Article |
--- START ---
Once an IT architect establishes this, IT architects can then differentiate the value of their project from their value as IT architects. The accountability for a project rests with the appropriate executives and management, not the architect. The IT architect needs to focus on their part in it.

Selling an architecture or design and selling the value of an IT architect are related but different activities. Selling a design, for example, requires helping the customer meet their own goals more effectively. It happens periodically, usually once per project. It makes you authoritative for that project. Selling an IT architect role and understanding stakeholder needs are both ongoing, continuous processes.

IT architects are a bit like CEOs. CEOs’ primary customers are the investors or owners of the organization. While ignoring actual customers or staff seems cynical, good investors care about the organization as a whole and beyond just customers’ short term needs.

An IT architect’s “investors” are their stakeholders. Like CEOs, IT architects will rarely keep everyone happy. Not every team will have every need met. Every change involves winners (profit, less work) and losers (more work, more responsibility).

The success of an IT architect relies on their ability to identify and sell their value to the correct set of stakeholders. Selling is challenging and complex. Stakeholders are rarely technical, at least from an architect’s viewpoint, and require empathy.

For example, non-IT management wants justification in business terms, usually financial. They often regard “good design practices” as an unnecessary expense. While organizations are using more technology, technology is rarely a core business competency or differentiator. The onus is on the IT architect to justify anything beyond a minimal expenditure.

Having to justify technology use constantly is frustrating. IT architects often evolve from technologists who “look up” or “see the big picture”. However, the big picture is not really about technology. It is about the application of technology to broad, often ill-defined and contradictory goals. If it were easy, we would not need good IT architects.
--- END ---
What the exercise asks |
In the article on IT architects, who holds the accountability for a project?

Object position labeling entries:
--- START ---
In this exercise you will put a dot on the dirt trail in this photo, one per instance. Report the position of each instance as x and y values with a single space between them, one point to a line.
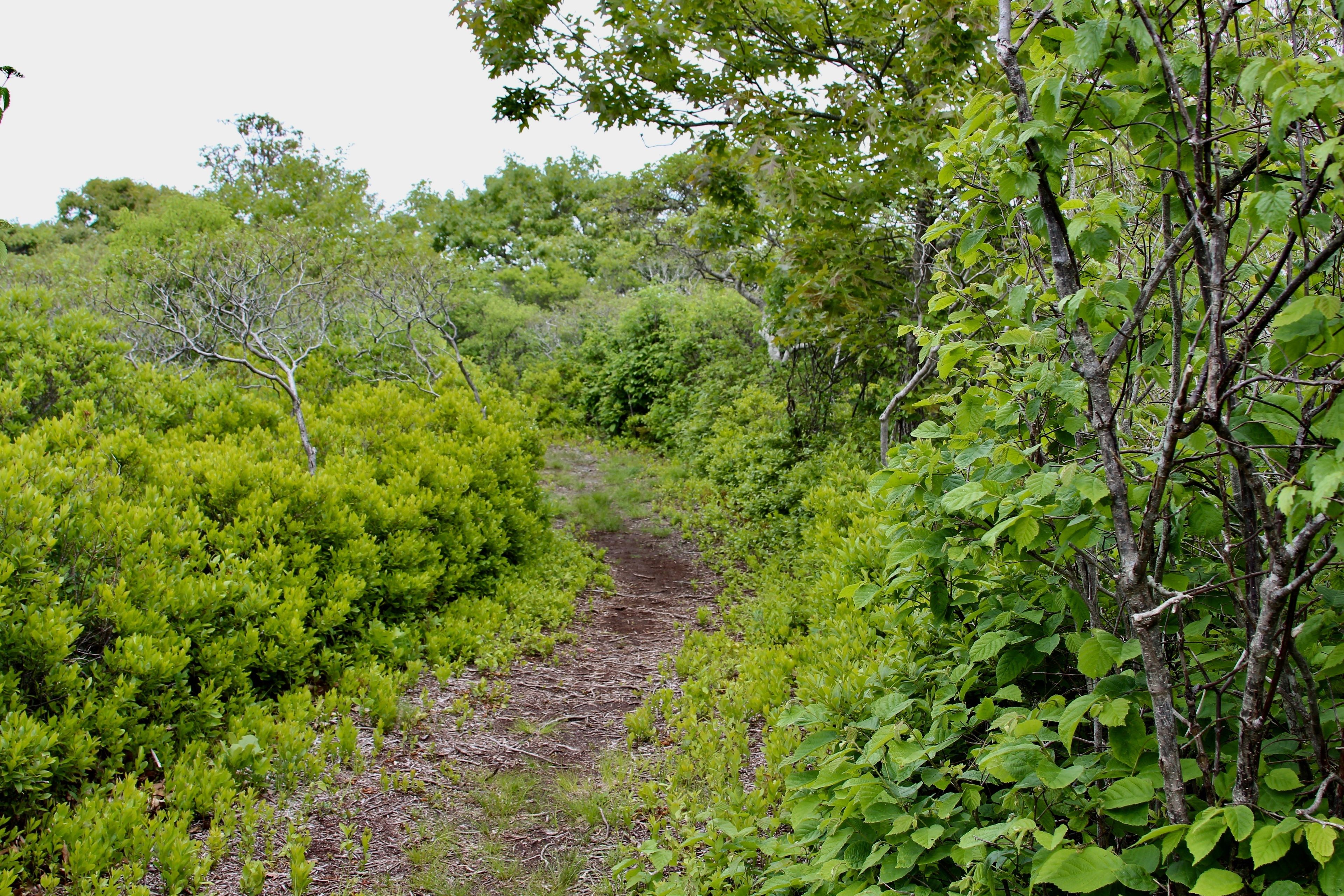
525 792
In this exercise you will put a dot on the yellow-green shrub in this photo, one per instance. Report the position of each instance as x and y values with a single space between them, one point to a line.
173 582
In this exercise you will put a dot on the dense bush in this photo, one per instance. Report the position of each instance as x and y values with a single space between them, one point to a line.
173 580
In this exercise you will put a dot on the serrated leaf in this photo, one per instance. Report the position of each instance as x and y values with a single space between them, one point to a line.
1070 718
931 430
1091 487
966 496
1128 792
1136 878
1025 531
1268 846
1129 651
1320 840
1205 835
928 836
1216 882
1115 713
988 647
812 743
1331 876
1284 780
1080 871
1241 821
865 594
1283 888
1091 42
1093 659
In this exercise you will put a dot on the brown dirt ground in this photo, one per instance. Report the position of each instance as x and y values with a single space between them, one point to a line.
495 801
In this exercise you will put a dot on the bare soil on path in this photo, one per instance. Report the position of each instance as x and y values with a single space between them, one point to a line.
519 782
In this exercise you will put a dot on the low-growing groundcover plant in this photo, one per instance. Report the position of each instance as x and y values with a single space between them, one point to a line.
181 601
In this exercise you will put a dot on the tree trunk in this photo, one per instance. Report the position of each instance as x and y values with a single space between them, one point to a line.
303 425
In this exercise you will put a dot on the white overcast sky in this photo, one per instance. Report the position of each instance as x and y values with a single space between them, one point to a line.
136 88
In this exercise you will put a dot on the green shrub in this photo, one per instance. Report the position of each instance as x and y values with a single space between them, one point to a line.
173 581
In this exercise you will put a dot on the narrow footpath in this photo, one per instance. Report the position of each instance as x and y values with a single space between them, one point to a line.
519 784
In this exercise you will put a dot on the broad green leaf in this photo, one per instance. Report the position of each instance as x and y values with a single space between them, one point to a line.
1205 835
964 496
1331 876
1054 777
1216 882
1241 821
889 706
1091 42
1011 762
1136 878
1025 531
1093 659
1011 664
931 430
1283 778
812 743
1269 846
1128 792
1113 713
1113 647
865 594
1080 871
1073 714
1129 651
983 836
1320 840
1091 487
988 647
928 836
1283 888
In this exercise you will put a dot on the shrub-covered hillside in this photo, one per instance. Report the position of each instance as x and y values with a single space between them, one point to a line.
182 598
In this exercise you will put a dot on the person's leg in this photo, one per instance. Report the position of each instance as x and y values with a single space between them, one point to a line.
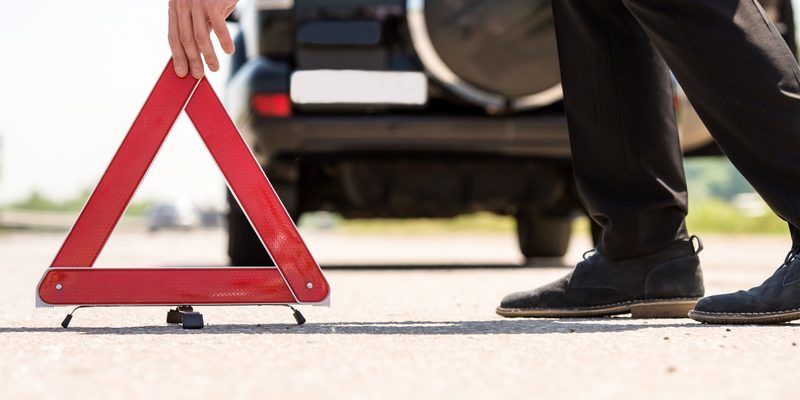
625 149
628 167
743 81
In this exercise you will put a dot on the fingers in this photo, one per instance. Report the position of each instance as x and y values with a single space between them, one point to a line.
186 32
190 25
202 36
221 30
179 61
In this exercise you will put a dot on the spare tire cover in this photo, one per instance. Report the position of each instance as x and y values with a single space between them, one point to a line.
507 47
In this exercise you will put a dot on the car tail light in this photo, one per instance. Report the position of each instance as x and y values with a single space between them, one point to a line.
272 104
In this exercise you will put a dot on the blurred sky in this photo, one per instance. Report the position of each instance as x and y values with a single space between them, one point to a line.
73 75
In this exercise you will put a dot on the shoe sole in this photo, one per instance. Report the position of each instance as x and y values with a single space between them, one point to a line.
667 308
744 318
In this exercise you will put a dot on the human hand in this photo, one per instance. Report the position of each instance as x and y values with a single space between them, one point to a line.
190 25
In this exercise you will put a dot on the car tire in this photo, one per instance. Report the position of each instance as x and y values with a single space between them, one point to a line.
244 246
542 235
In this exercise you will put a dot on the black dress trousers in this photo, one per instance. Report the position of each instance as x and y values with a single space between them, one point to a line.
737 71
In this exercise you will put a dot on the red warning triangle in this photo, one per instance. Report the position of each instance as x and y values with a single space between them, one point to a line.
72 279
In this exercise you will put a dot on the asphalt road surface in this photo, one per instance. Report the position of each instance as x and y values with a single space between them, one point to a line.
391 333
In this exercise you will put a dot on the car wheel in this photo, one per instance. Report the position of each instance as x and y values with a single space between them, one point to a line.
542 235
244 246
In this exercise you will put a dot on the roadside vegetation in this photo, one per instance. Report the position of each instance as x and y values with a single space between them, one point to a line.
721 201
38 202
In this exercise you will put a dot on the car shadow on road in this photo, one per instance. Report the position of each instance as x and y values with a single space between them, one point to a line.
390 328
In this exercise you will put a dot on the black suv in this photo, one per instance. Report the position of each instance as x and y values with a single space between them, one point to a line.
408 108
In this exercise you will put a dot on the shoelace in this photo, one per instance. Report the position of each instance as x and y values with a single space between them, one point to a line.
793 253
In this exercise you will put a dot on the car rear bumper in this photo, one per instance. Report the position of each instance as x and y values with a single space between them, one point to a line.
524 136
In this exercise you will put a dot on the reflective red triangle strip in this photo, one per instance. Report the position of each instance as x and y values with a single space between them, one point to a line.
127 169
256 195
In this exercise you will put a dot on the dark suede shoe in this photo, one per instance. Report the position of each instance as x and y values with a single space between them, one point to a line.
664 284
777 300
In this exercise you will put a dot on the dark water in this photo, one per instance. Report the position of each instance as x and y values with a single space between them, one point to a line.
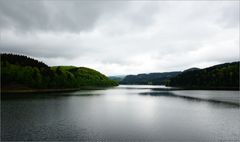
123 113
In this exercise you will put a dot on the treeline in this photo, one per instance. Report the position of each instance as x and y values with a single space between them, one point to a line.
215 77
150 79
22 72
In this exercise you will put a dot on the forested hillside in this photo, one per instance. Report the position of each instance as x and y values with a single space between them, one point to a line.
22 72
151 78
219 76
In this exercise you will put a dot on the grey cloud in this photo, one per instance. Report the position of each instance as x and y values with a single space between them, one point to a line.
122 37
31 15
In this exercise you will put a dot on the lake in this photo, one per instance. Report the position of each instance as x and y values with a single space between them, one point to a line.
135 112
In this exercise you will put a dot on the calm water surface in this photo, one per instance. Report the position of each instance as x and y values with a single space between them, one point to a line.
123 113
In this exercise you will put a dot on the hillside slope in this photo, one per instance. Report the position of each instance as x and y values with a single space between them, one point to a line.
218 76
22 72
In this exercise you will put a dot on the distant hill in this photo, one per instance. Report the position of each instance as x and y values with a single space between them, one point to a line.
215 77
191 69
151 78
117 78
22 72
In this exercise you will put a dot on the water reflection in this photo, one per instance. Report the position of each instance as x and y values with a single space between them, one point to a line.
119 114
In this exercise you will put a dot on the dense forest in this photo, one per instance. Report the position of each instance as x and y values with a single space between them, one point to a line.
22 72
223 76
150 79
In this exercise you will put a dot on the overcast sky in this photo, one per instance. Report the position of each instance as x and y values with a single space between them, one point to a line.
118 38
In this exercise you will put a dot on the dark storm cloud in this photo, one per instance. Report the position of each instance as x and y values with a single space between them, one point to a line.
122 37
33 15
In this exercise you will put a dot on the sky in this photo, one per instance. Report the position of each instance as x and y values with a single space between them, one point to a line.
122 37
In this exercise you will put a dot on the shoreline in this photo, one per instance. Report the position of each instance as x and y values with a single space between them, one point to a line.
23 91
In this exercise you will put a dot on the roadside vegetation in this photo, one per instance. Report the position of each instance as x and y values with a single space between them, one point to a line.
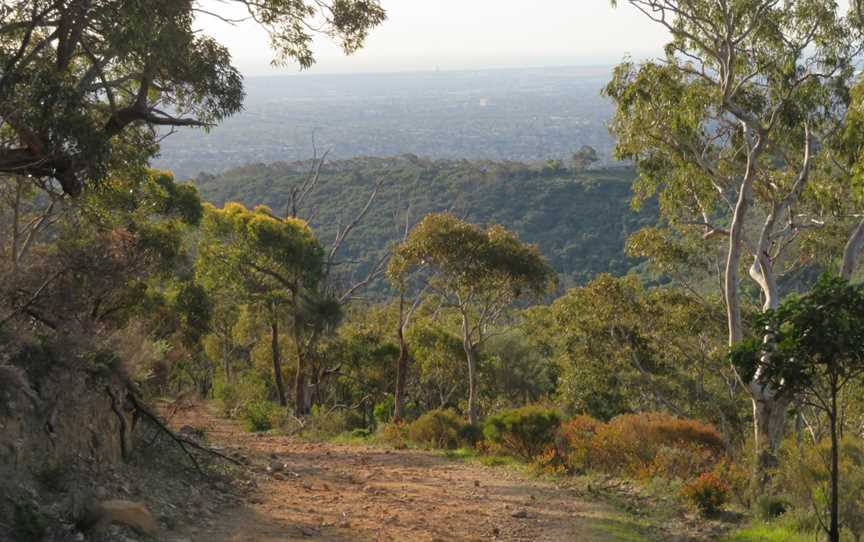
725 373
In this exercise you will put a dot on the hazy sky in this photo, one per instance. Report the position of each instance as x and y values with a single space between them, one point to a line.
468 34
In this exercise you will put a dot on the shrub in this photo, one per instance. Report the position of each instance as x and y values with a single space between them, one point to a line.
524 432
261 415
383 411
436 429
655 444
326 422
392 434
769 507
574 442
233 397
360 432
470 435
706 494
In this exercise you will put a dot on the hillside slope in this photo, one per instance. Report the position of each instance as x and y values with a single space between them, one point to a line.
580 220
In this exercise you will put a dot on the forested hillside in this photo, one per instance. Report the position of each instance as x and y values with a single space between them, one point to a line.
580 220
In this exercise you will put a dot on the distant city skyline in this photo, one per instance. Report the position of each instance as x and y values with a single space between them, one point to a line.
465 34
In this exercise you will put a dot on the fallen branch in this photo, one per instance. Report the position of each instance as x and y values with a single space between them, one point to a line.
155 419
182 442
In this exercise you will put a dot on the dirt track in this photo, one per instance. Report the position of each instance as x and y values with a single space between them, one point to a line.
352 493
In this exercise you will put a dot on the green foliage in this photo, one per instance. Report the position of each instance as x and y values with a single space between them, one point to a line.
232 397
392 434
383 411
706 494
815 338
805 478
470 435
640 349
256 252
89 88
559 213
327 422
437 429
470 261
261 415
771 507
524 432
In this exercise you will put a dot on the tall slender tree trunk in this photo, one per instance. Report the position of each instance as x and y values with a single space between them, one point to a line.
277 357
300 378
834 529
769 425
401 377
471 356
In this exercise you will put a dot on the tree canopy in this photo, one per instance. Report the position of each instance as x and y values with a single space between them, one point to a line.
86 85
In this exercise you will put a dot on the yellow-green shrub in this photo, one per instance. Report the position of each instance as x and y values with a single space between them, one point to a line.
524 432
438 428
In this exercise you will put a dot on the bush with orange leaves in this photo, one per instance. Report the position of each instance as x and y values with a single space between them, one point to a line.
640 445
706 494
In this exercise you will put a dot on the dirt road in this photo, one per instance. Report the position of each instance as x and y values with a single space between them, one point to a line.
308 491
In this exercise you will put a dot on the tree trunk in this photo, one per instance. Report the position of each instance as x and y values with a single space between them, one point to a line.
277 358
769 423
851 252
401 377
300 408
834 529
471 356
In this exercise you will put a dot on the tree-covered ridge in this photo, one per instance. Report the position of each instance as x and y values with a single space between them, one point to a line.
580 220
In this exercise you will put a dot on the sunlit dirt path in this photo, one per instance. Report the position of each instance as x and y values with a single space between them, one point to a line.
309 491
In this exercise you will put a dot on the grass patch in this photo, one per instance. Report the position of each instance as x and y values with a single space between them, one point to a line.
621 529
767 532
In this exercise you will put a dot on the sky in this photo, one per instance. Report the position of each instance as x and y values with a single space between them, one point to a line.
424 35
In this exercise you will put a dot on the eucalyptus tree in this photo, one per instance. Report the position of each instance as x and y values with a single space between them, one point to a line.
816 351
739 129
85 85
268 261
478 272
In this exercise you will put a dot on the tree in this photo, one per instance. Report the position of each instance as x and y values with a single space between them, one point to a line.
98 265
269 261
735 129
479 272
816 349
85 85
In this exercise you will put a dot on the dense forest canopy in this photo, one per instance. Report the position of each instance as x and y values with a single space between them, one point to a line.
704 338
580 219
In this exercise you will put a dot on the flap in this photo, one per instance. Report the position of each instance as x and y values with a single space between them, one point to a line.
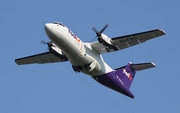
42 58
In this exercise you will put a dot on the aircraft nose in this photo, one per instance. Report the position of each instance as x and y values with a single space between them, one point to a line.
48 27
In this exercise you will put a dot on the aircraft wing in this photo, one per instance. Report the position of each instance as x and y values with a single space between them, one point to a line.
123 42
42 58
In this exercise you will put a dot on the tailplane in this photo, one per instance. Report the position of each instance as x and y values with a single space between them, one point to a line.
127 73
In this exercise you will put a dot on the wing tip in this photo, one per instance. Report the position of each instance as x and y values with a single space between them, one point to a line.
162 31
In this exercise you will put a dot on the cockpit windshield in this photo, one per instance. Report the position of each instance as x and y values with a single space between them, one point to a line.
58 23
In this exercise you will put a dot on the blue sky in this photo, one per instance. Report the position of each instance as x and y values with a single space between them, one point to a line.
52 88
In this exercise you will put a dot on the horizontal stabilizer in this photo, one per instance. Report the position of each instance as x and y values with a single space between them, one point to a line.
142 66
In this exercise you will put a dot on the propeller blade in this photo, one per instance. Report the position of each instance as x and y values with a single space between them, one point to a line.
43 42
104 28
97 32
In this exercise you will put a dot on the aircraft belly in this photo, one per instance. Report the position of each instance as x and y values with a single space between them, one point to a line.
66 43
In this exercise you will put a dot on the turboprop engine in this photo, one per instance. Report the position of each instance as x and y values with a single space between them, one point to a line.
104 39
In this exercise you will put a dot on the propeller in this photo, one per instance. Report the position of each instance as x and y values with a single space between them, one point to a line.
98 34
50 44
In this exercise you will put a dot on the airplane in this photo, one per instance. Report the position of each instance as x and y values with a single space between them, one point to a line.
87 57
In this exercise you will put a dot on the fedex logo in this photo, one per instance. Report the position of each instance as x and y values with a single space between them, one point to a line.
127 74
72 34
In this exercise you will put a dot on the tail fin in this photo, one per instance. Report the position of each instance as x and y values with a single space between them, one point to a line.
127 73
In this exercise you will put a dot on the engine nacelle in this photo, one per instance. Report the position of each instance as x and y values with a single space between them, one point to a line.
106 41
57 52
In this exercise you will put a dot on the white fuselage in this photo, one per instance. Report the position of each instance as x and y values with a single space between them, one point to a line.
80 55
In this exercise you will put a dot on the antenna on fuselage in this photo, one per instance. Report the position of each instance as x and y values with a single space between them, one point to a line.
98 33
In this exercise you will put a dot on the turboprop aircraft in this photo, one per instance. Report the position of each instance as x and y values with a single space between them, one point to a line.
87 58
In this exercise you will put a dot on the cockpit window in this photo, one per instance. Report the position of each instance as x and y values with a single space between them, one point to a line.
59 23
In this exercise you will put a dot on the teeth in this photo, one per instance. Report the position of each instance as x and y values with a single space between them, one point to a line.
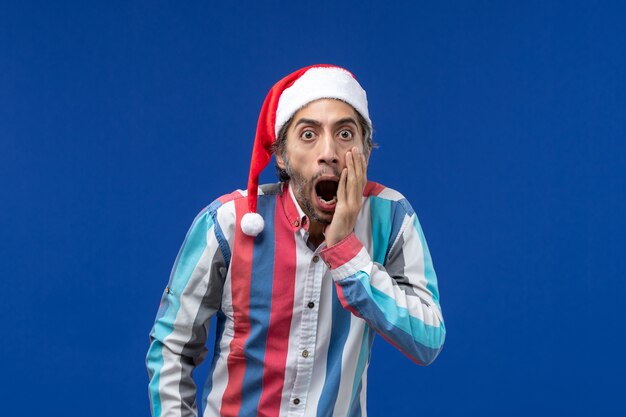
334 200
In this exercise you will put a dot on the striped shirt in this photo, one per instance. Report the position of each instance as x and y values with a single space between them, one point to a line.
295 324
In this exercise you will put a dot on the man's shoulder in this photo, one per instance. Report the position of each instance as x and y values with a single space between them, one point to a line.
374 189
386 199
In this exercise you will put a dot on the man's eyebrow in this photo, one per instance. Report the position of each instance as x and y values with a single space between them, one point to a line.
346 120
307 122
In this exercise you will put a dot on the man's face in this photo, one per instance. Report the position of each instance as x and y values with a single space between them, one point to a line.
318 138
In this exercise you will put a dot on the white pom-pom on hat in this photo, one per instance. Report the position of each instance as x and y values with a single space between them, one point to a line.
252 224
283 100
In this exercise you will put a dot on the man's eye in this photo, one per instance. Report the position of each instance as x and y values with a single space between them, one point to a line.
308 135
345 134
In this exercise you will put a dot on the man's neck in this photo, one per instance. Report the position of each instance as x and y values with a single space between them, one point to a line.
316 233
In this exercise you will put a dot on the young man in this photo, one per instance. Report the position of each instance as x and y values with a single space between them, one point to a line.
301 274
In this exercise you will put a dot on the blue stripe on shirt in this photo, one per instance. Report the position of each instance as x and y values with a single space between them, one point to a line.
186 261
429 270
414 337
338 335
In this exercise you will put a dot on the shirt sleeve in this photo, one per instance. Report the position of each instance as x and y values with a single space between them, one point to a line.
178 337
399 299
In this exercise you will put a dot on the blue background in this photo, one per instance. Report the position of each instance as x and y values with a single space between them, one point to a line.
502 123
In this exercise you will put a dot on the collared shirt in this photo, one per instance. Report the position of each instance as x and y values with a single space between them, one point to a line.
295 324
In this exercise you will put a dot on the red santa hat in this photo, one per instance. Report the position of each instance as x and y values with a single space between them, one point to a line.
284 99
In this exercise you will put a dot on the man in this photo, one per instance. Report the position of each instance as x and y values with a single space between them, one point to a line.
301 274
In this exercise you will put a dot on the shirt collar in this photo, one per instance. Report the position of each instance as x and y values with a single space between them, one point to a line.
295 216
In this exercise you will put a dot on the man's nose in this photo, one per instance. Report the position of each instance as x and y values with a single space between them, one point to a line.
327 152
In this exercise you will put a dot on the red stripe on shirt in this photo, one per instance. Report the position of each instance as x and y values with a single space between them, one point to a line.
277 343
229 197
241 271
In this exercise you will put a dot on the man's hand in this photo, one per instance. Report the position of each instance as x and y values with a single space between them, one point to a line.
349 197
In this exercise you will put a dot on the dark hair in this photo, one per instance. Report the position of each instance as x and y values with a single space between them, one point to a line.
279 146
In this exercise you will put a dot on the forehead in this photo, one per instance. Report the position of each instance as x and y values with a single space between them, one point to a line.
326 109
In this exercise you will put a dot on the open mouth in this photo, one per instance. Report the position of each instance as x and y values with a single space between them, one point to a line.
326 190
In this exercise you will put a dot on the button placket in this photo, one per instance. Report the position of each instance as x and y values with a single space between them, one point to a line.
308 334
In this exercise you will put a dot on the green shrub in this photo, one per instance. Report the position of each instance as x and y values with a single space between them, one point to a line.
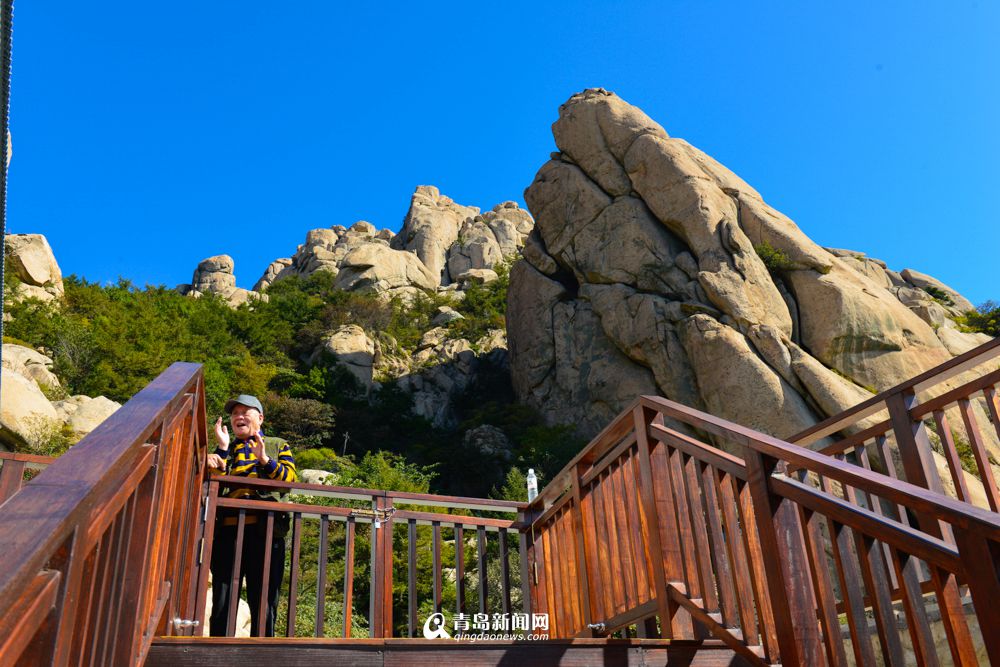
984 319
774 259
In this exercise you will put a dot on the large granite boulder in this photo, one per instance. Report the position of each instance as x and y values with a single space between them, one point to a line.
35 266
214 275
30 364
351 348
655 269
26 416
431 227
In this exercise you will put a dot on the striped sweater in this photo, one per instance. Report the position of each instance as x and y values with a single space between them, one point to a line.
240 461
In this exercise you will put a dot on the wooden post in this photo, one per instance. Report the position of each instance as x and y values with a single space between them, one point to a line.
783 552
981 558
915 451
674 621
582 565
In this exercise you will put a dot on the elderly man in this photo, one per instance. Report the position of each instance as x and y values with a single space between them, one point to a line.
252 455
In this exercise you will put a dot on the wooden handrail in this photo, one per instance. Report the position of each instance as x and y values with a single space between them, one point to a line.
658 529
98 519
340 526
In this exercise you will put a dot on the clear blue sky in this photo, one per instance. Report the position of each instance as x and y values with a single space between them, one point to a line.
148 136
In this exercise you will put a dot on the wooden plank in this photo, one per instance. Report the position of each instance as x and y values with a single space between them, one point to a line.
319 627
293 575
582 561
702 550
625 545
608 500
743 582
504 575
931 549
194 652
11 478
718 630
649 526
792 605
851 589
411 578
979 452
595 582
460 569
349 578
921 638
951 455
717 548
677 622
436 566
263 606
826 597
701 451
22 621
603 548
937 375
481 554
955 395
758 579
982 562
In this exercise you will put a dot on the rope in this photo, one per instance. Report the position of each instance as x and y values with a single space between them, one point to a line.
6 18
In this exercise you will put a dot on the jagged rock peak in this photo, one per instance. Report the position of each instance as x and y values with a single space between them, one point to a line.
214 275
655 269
--- END ---
Result of the task |
The appropriate executives and management, not the architect.